# Extracted data:
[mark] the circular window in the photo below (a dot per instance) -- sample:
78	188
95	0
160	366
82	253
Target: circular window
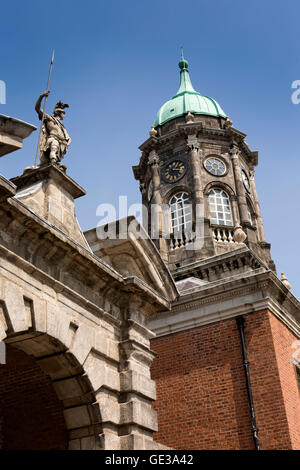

# Set task:
State how many of the lines above contain the word "window", giving only the number.

# Final answer:
2